=== Exercise task A ===
Write out the stretch of the Las Vegas account from "I felt seen." through "DID know me?", word for word.
=== Exercise task B ===
List every feeling the Las Vegas account says the writer did not feel that night, the ones described as what would have been expected.
─── Supplied passage ───
Even now, I don’t know if I can describe my thought process. I saw what was going on around me and wanted to be a part of it somehow. I went back to my room, freshened up, got a bunch of cash, and acknowledged that because I had felt something inside me telling me that I just needed to “get away,” that I was just going to enjoy this night and maybe more importantly, I was going to LET myself enjoy it WITHOUT judgment.
And enjoy it I did! (No, I did NOT get a lap dance, because I’m still pretty shy, BUT I got pretty close!) Reflecting on that experience, part of the enjoyment was the anonymity. I didn’t know anyone there and no one knew me. They didn’t know “who I was” on the regular day to day. They didn’t know me with any labels. More importantly, they didn’t know my past or what I was struggling with internally.
This was the first time in my life that I felt like I could just be me.
I got my picture taken with several of the street performers – male and female alike – and I loved it! The only real challenge that night was trying to find other people to take pictures for me with my phone, but people were friendly and great and more than willing to help me out.
During all of this “letting my proverbial hair down,” one moment stands out in particular. One of the vendors had been watching me ask for pictures with a bunch of the male dancers walking around. I was standing by his cart at one point and he flat out asked me – without any reservation – “are you gay?” It wasn’t a judgmental question. It wasn’t dripping with disgust. He was genuinely curious about me. But no one had ever asked me like that before, with that amount of candor. I hesitated for a split second, but then nodded my head and said, “I am.” And the shackles around my heart fell away. The weight of all the shame, guilt, and fear I had carried with me for YEARS flew from off my shoulders. It was the first time I allowed myself to admit it – to say it! And to say it out loud – without fear of retaliation, without fear of being shamed or condemned? Well, it changed something within me.
That night will go down as one of the most influential experiences of my life. It was a turning point for me. Later that night I went back to my hotel room and prayed. I thanked God for an experience that I knew He had a hand in. It wasn’t accidental that I felt a need to get away. It wasn’t circumstantial that I happened to be close enough to Las Vegas to get away. It wasn’t coincidental that I was directed to stay at that particular hotel on that particular street on that particular weekend. That whole night, I felt a spiritual companionship that I still can’t fully explain. I didn’t feel dirty. I didn’t feel depraved. I didn’t feel lost, confused, or condemned – basically all of the things I would have expected to feel. I just didn’t.
I felt seen. I felt accepted. I felt like I could be myself AND still be acceptable. I had never experienced that before.
Which left me with a conundrum. Sure, I could go to Vegas and “be myself” where no one knew me, but what about when I go back home? It was heart wrenching in a way, because I now had had a taste of a kind of freedom I had wanted my whole life, but was convinced wasn’t possible for me. And yet, there it was. I had been “out,” I had been openly gay, and I had been accepted, not just in spite of it, but BECAUSE of it. But could I be that at home? Could I be that where people DID know me?
─── Excerpted records ───
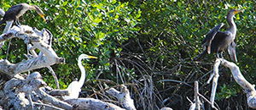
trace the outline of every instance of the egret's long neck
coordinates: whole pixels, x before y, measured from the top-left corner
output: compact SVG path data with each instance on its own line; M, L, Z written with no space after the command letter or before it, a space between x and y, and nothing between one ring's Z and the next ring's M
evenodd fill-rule
M230 25L230 31L233 35L236 36L236 24L234 22L233 16L234 15L228 14L228 16L227 16L227 21L228 21L229 25Z
M85 80L85 69L84 69L84 66L82 65L82 58L79 58L79 67L81 71L81 78L79 81L79 86L82 87L84 85L84 82Z

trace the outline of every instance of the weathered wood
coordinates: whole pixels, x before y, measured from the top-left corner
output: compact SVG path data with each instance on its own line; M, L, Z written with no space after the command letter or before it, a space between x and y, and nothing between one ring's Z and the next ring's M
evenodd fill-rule
M14 109L31 109L32 103L25 97L26 94L32 93L46 84L38 72L32 73L26 79L16 76L8 81L3 89L9 107L13 106Z
M36 93L41 97L41 99L48 103L51 103L55 107L58 107L60 108L63 109L73 109L73 106L68 104L67 102L65 102L63 101L61 101L50 95L48 95L45 93L42 88L39 88L38 90L36 91Z
M256 108L256 91L254 85L250 84L241 74L239 67L231 62L229 62L225 59L220 59L221 63L225 67L228 67L231 72L233 78L236 82L243 88L244 92L247 94L247 105L252 108Z
M68 99L65 102L72 104L78 105L77 109L86 109L86 110L125 110L114 104L104 102L100 100L94 98L78 98L78 99Z
M18 63L11 63L8 60L0 60L0 72L5 73L13 77L16 74L26 72L35 69L48 67L55 63L64 61L59 58L55 52L48 44L50 36L46 30L38 31L27 25L14 26L10 30L0 36L0 41L6 41L10 38L17 37L25 41L26 43L31 42L35 48L39 49L43 54L37 58L27 59Z
M69 91L67 90L54 90L51 91L49 94L51 96L68 96Z
M215 60L215 63L213 65L213 79L212 79L212 93L211 93L211 98L210 98L210 102L211 102L211 105L212 107L214 107L214 99L215 99L215 94L216 94L216 90L217 90L217 85L218 85L218 80L219 77L218 74L218 66L220 64L220 59L217 58Z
───
=== Output A ===
I felt seen. I felt accepted. I felt like I could be myself AND still be acceptable. I had never experienced that before.
Which left me with a conundrum. Sure, I could go to Vegas and “be myself” where no one knew me, but what about when I go back home? It was heart wrenching in a way, because I now had had a taste of a kind of freedom I had wanted my whole life, but was convinced wasn’t possible for me. And yet, there it was. I had been “out,” I had been openly gay, and I had been accepted, not just in spite of it, but BECAUSE of it. But could I be that at home? Could I be that where people DID know me?

=== Output B ===
- dirty
- depraved
- lost
- confused
- condemned